Problem description. Tally the lines in the listing below that contain the string "brass", and reply with only that number.

Dataset content.
## START
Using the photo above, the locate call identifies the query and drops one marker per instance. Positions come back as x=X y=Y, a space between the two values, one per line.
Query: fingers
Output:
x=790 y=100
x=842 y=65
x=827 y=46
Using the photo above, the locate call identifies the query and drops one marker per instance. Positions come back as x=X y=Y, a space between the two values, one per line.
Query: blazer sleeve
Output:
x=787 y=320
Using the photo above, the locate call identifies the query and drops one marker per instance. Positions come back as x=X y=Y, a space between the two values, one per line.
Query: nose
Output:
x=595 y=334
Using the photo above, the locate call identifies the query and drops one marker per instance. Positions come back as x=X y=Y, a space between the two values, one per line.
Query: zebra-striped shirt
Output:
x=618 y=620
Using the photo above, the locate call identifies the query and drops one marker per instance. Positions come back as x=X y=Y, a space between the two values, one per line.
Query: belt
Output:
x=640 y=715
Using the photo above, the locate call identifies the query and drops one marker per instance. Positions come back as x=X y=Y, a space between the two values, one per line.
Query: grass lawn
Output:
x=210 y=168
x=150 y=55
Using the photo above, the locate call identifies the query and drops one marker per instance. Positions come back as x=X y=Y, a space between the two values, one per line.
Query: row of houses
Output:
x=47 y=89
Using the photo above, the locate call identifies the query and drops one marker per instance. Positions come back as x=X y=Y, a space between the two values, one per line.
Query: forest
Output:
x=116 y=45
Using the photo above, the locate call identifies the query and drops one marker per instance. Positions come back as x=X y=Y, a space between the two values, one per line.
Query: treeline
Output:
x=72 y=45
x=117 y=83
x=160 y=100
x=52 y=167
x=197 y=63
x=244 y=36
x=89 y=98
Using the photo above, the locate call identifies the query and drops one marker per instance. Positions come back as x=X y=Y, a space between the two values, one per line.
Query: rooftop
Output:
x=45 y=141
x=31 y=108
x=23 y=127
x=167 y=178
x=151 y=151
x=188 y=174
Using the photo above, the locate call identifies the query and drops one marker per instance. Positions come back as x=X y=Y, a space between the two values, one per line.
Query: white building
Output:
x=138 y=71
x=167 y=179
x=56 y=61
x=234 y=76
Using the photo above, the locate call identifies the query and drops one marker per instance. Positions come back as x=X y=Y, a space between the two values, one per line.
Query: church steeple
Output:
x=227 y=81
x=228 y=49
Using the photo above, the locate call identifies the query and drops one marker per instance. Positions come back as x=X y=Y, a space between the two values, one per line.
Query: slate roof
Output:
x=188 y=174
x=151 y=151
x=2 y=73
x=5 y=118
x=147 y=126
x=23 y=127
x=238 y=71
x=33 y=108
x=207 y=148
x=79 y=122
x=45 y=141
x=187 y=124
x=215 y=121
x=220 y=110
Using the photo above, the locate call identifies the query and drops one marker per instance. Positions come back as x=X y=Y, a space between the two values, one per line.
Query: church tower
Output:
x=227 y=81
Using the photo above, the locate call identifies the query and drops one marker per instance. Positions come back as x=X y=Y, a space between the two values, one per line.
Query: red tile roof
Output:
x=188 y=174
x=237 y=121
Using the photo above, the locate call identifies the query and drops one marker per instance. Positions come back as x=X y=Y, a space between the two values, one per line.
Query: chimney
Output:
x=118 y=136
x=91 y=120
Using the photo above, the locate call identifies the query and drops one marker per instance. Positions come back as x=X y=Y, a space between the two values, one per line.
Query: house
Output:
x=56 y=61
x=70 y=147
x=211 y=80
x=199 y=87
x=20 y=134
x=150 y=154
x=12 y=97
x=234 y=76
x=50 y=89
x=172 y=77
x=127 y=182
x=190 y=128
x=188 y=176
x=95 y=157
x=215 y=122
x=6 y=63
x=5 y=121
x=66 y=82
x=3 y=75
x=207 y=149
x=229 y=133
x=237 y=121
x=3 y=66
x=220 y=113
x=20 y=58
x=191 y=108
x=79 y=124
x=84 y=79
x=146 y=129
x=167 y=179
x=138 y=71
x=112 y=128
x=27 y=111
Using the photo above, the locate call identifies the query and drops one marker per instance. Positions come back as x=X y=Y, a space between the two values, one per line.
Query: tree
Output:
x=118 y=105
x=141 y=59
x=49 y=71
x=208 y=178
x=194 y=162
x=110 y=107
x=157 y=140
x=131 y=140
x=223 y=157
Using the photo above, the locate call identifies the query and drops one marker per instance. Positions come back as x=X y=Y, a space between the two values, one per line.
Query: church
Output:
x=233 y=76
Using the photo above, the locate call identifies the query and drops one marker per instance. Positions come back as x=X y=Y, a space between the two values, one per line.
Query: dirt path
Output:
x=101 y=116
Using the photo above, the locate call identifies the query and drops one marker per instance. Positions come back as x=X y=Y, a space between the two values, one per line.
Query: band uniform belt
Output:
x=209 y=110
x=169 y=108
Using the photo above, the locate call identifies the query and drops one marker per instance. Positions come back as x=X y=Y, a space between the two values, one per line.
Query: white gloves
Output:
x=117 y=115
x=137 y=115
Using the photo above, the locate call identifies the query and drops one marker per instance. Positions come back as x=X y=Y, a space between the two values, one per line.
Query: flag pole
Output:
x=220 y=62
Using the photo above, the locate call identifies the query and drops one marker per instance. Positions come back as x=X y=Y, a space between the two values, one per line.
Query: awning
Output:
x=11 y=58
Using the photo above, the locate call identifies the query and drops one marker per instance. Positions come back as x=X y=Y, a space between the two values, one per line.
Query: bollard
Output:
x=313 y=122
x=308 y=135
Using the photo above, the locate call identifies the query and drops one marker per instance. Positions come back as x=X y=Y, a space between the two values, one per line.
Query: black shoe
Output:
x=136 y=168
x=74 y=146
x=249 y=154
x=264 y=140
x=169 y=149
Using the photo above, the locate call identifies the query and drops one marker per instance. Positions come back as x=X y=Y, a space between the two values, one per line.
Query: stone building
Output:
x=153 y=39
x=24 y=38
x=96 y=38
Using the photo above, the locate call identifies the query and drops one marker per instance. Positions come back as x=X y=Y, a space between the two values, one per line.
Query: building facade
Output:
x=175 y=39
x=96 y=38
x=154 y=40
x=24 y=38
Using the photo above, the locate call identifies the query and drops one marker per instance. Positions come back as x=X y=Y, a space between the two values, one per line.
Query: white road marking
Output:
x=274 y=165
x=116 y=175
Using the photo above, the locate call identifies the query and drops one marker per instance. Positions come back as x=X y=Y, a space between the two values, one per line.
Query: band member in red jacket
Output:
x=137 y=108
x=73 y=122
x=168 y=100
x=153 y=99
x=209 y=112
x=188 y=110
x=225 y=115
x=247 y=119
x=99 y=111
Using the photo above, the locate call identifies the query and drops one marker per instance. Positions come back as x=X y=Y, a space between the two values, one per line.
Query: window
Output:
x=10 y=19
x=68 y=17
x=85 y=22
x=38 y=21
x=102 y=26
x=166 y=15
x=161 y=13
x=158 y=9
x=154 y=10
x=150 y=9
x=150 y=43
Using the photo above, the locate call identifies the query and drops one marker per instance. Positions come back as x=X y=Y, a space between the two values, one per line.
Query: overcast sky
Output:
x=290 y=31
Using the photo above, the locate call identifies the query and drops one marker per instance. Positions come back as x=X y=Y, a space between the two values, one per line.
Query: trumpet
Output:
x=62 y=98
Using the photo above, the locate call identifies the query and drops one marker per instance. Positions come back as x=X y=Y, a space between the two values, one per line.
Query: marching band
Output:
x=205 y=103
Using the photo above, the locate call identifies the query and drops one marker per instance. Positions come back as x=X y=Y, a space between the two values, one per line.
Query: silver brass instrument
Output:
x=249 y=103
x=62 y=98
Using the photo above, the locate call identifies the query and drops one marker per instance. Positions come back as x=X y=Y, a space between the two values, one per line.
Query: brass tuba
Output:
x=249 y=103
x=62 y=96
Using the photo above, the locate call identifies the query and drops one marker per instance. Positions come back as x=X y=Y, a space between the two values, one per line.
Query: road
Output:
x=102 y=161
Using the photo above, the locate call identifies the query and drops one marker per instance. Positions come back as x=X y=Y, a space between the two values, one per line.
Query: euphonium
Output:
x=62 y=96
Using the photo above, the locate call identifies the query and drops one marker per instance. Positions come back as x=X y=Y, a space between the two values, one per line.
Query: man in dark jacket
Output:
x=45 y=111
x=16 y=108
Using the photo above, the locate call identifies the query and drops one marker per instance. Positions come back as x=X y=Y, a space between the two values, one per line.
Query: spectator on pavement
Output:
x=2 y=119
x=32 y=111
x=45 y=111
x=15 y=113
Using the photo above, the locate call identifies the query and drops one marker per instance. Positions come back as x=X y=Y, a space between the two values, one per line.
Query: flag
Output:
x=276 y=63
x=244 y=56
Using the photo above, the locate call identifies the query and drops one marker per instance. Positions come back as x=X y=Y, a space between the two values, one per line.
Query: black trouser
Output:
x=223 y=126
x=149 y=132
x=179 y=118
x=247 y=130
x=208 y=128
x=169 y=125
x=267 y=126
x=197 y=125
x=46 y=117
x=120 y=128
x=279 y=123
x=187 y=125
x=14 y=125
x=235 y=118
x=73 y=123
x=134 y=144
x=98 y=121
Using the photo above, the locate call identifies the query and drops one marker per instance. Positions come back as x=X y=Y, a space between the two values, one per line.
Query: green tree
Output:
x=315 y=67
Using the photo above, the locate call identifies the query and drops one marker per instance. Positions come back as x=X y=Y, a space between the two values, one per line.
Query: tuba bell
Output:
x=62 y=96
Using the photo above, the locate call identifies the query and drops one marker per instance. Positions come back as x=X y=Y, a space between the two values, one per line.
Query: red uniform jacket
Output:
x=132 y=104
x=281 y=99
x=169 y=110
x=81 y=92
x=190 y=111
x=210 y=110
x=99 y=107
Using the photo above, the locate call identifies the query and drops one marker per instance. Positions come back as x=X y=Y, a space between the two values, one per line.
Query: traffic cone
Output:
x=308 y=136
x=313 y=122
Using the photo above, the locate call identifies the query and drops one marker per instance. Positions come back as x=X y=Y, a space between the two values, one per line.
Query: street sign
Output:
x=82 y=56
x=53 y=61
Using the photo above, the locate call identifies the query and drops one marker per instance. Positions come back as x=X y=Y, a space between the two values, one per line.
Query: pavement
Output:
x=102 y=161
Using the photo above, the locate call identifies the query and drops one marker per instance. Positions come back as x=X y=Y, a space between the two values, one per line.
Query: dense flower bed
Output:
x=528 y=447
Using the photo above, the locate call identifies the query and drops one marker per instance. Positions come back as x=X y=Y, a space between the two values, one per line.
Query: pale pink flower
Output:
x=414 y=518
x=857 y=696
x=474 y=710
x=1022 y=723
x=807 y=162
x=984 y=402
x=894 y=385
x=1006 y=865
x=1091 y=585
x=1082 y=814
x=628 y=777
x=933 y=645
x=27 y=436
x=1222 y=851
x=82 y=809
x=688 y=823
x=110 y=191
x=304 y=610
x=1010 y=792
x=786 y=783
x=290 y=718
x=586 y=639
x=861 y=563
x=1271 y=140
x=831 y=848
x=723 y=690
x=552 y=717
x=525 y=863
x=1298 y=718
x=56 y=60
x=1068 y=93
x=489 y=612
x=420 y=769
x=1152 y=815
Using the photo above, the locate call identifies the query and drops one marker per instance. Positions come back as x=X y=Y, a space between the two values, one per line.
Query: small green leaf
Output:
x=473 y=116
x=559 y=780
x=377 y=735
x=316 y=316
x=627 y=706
## END
Output. 2